TASK DESCRIPTION:
In the entries that follow, identify the line containing "Query: paved ground" and return it together with all later lines, exactly as they appear.

RECORDED INFORMATION:

++++++

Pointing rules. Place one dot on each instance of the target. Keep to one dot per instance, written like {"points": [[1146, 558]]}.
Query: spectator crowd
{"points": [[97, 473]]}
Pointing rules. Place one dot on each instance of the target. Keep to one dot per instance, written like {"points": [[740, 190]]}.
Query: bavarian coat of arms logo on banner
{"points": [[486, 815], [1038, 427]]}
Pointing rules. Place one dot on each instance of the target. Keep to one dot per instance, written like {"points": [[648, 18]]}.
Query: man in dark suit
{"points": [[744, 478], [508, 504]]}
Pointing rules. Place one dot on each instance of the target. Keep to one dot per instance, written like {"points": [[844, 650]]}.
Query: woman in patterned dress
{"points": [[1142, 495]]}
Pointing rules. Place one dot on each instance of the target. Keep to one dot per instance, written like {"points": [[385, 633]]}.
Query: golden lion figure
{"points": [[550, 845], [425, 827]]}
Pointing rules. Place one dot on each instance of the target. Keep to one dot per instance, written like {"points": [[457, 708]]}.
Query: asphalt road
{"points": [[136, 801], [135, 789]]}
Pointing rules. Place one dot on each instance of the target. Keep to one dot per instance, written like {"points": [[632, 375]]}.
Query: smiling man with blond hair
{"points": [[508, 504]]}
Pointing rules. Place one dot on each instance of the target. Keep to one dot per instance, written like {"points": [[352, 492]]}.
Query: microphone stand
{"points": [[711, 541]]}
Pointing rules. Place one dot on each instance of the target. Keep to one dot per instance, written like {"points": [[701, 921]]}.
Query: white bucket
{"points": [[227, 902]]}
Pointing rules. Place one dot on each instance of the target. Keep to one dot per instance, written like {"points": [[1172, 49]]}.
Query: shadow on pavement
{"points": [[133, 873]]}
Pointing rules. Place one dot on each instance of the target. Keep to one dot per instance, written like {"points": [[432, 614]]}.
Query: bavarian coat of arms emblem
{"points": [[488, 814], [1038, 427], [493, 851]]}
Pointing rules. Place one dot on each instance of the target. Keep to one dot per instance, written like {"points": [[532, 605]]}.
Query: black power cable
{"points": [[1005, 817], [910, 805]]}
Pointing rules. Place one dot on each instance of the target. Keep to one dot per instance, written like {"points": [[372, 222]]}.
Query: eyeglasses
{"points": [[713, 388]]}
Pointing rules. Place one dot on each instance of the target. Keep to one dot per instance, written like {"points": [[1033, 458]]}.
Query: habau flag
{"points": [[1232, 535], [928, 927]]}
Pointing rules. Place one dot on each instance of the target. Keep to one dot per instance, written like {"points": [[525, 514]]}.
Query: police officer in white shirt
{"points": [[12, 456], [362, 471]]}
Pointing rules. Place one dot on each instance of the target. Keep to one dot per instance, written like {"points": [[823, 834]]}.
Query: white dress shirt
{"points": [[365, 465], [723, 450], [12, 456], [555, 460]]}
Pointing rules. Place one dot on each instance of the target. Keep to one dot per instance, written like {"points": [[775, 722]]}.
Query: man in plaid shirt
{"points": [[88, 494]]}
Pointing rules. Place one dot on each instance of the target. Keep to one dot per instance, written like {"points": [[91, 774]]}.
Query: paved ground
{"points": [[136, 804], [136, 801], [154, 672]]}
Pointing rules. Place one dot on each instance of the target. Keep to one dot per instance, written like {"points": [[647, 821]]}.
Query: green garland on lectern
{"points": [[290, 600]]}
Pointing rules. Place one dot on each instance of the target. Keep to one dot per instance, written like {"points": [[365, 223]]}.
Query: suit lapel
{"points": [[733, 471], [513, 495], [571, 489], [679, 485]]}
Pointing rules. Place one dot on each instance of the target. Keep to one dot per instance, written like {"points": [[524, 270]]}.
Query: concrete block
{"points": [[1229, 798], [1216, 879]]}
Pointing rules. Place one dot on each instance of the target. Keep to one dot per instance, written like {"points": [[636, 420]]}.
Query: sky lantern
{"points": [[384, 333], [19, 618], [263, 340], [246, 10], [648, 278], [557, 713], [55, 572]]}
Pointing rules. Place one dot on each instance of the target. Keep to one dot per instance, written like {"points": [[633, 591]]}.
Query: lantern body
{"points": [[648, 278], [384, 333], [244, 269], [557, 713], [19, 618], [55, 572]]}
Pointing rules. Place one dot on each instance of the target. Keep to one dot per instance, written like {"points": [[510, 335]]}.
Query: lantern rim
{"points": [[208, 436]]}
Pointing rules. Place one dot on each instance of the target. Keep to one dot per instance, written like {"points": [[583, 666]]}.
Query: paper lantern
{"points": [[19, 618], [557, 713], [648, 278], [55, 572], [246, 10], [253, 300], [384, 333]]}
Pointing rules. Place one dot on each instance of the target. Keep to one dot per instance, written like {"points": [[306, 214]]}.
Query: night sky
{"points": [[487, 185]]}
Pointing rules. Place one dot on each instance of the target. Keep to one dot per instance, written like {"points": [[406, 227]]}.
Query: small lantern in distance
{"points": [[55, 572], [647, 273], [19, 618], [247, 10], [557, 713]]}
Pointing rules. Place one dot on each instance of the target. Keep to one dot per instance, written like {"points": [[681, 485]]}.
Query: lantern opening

++++++

ANSWER FOR THE TASK:
Query: paved ground
{"points": [[136, 804], [136, 801], [154, 672]]}
Pointing rules. Place one dot on each instance of the target. Keep to one dot per instance, written like {"points": [[647, 821]]}.
Query: green garland on lectern
{"points": [[290, 600]]}
Pointing rules. Place one dot on each instance of the target. Keep to one dot per instance, written like {"points": [[365, 223]]}.
Query: suit lapel
{"points": [[733, 471], [513, 495], [571, 489], [679, 485]]}
Pointing rules. Place one dot on each instance of the target. Keep to one dot per instance, written like {"points": [[524, 270]]}.
Query: concrete block
{"points": [[1229, 798], [1216, 879]]}
Pointing rules. Place one dot on each instance of the target. Keep to one dot per instance, written like {"points": [[636, 420]]}.
Query: sky lantern
{"points": [[384, 333], [19, 618], [263, 340], [246, 10], [648, 278], [557, 713], [55, 572]]}
Pointing rules. Place one dot on each instance of the target. Keep to one dot per instance, written like {"points": [[633, 591]]}.
Query: lantern body
{"points": [[648, 278], [384, 333], [244, 269], [557, 713], [19, 618], [55, 572]]}
Pointing rules. Place one dot on each instance of the target. Keep to one dot per instance, written like {"points": [[510, 335]]}.
Query: lantern rim
{"points": [[208, 436]]}
Pointing rules. Place one dot on each instance of the target. Keep to one dot per instance, written like {"points": [[583, 666]]}.
Query: paper lantern
{"points": [[19, 618], [557, 713], [648, 278], [55, 572], [246, 10], [253, 300], [384, 333]]}
Pointing rules. Place one dot on each instance of the target. Keep to one dot per instance, written like {"points": [[306, 214]]}.
Query: night sky
{"points": [[487, 185]]}
Pointing rules. Place one dot on each instance of the target. Keep to one dot per instance, written like {"points": [[406, 227]]}.
Query: small lantern in distance
{"points": [[55, 572], [647, 273], [19, 618], [247, 10], [557, 713]]}
Pointing rules. Place one dot on each instance of the target. Keep to one dot per instance, written like {"points": [[681, 485]]}.
Query: lantern opening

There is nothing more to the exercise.